Will you print the material below without altering a single character?

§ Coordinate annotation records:
──────────

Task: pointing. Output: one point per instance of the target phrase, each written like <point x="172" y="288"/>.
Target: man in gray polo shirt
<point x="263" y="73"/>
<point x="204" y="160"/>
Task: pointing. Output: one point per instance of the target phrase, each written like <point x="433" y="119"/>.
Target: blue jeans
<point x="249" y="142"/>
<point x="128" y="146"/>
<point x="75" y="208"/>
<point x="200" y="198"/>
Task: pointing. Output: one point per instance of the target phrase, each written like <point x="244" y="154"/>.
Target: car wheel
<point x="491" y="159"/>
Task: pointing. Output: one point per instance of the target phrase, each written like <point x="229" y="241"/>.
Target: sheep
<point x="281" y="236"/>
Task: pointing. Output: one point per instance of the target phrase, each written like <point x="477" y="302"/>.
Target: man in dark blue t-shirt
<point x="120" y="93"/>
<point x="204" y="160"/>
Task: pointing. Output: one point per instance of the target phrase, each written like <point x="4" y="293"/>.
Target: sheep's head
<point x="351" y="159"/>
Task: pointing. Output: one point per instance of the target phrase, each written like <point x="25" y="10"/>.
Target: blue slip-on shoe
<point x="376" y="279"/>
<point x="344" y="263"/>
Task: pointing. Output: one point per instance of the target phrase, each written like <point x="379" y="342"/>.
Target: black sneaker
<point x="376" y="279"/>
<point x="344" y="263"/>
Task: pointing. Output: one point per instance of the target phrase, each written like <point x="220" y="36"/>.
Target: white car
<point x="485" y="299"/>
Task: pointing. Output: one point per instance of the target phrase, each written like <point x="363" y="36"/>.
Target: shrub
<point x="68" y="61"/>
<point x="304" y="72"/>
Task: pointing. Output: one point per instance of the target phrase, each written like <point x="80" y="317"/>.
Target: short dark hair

──────────

§ SOLUTION FOR THIS EXERCISE:
Task: pointing. Output: one point per instance of the target phrase, each written like <point x="172" y="288"/>.
Target: man in gray polo shirt
<point x="263" y="73"/>
<point x="204" y="160"/>
Task: pointing. Output: one point per instance of the target phrase, each written like <point x="433" y="119"/>.
Target: blue jeans
<point x="249" y="142"/>
<point x="128" y="146"/>
<point x="75" y="208"/>
<point x="200" y="198"/>
Task: pointing. Output: one point per instance of the target phrase, each written like <point x="244" y="154"/>.
Target: car wheel
<point x="491" y="159"/>
Task: pointing. Output: one point per instance of the target phrase, each written like <point x="229" y="241"/>.
Target: sheep
<point x="281" y="236"/>
Task: pointing. Output: one point per instance of the target phrase, each written like <point x="477" y="302"/>.
Target: man in dark blue t-shirt
<point x="120" y="93"/>
<point x="204" y="160"/>
Task: pointing. Output: one point per instance of the target phrase, each written like <point x="4" y="293"/>.
Target: sheep's head
<point x="351" y="159"/>
Task: pointing. Output: one point per instance of the target phrase, each written like <point x="25" y="10"/>.
Target: blue slip-on shoe
<point x="376" y="279"/>
<point x="344" y="263"/>
Task: pointing. Output: one point per instance of the target phrase, each written like <point x="379" y="342"/>.
Target: black sneaker
<point x="376" y="279"/>
<point x="344" y="263"/>
Task: pointing. Output: one point per instance of the target phrase, each written like <point x="220" y="36"/>.
Target: white car
<point x="485" y="299"/>
Task: pointing. Output: one point per instance of the target phrase, each written like <point x="363" y="36"/>.
Target: shrub
<point x="68" y="61"/>
<point x="304" y="72"/>
Task: pointing. Output: one point per instance of the target phrase, each written like <point x="80" y="317"/>.
Target: short dark hair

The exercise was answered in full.